Editorial Human Rights Opinion Politics

Senegambian Journalism Cannibalizes and Suffers with Little Hope for the Future

Fatoumatta: I will speak off the cuff. Also, I will say this to you. No amount of image laundering will save the face of the journalism profession in two neighboring countries, the Gambia and Senegal. I say this to my friends and relative journalists, and I will say this to a broader audience without flinching. The media are at the heart of democratic life. In contexts such as ours, where tension is maintained on governance and politics, the role of the press becomes more crucial despite the recurrent threats to the activity of journalists. These are traditionally the work of the powers that be, which adapt poorly to a free and independent press and, therefore, too intrusive in the search for and dissemination of information of general interest. That said, it is not only governments that threaten the press and the powers of money; citizens, primarily through social networks, compete with independent journalists to distort news and information, manipulate propaganda, defame, and disseminate fake news in the name of their interests. These dangers, which beset the press everywhere, cannot spare the Sene-Gambian private and public media, which are caught in the crossfire and some of which have lost the fight against the new aggressors of the time. Under our skies, politician politics, pointless because stripped of the imperative to serve citizens, also affects the press between spurious accusations, physical and economic threats, and verbal aggressions.

It must also be recognized that the crisis is affecting the Sene-gambian press through the quality of the work provided, the precariousness suffered, and the fact that a part of this press no longer cares about accurate and truthful information but serves as a launching pad for the ambitions of politicians.

Among them are people who do not hide it and, for years, have put their media, their reputation, their honor, and their personality at the service of a man’s political ascent. They are the sounding board of their anti-republican project, violent and seditious with leaflets, well versed in fake news, lies, and all excesses, and in the service of the ideology of civil war advocated by the leader of the parties.

____

GIVEN PROBLEM A:
In the editorial on Senegambian journalism, why is the politics of politicians called pointless? Reply in one to three sentences.
The editorial above and the entries are separate, unrelated material.

Rows from a pointing dataset:
____

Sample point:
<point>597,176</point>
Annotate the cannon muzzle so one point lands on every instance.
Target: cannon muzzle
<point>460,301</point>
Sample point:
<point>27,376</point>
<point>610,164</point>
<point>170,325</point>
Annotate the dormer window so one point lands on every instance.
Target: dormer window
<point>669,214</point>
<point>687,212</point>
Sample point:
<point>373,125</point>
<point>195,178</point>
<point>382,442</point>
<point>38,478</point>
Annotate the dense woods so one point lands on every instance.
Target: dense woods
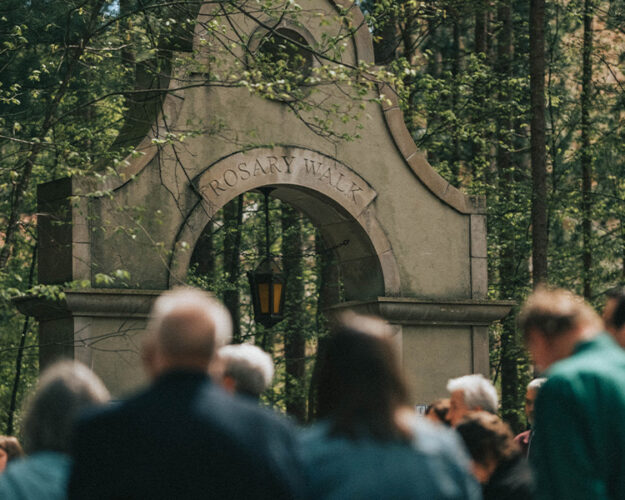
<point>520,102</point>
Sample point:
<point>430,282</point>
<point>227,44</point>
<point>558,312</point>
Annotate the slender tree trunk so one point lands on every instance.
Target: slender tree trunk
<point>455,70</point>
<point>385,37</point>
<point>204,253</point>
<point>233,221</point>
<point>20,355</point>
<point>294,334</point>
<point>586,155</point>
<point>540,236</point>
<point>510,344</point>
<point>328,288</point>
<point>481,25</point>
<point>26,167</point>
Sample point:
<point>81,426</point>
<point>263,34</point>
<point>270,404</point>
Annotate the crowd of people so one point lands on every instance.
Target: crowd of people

____

GIVEN PROBLEM B:
Give the entries as a numbered list, beginning with their first line and stopping after the line that contains "<point>687,212</point>". Leave out blank lines.

EXERCISE RESPONSE A:
The editorial calls it pointless because it is stripped of the imperative to serve citizens.

EXERCISE RESPONSE B:
1. Sample point:
2. <point>597,176</point>
3. Annotate the cannon muzzle so one point lands on every instance.
4. Target: cannon muzzle
5. <point>460,301</point>
6. Sample point:
7. <point>27,376</point>
8. <point>610,164</point>
9. <point>170,325</point>
10. Annotate the dormer window so one point lands on every instance.
11. Target: dormer window
12. <point>669,214</point>
13. <point>687,212</point>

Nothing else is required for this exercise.